§ **Given instruction**
Change "instance" to "object" everywhere it appears in the rows below, and write out those lines again with everything else kept the same. Leave the pictures out of your answer.

(Spatial annotation records)
[Begin]

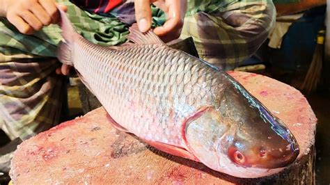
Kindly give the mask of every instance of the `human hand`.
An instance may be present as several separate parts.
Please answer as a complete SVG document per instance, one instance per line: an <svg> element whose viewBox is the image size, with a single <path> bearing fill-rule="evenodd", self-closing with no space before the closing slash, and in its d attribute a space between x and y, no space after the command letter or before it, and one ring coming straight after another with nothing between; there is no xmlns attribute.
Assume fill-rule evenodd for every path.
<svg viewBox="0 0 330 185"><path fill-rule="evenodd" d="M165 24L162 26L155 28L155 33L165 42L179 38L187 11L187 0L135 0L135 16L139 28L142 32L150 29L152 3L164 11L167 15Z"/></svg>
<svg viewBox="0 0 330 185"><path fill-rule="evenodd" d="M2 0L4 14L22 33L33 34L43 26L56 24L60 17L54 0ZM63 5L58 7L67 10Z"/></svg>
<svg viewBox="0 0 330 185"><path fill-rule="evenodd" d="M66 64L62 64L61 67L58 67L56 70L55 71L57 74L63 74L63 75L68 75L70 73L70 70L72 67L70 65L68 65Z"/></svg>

[End]

§ **Problem solution**
Kindly give the mask of every object of the `human hand`.
An object may be present as several separate parts.
Please answer as a complete SVG document per object, one object per line: an <svg> element whose viewBox is the image size, with a single <path> bearing fill-rule="evenodd", self-closing with no space before the closing slash, and in its d attribute a space between x and y, no space after the command letter or before it, and one ring coming straight after another with nothing between; there is no xmlns attribute.
Assume fill-rule evenodd for every path.
<svg viewBox="0 0 330 185"><path fill-rule="evenodd" d="M165 24L162 26L155 28L155 33L165 42L179 38L187 11L187 0L135 0L135 16L139 28L142 32L150 29L152 3L164 11L167 15Z"/></svg>
<svg viewBox="0 0 330 185"><path fill-rule="evenodd" d="M2 0L4 14L22 33L33 34L43 26L56 24L60 17L54 0ZM63 5L58 7L67 10Z"/></svg>
<svg viewBox="0 0 330 185"><path fill-rule="evenodd" d="M66 64L62 64L61 67L58 67L56 70L55 71L57 74L63 74L63 75L68 75L70 73L70 70L72 67L70 65L68 65Z"/></svg>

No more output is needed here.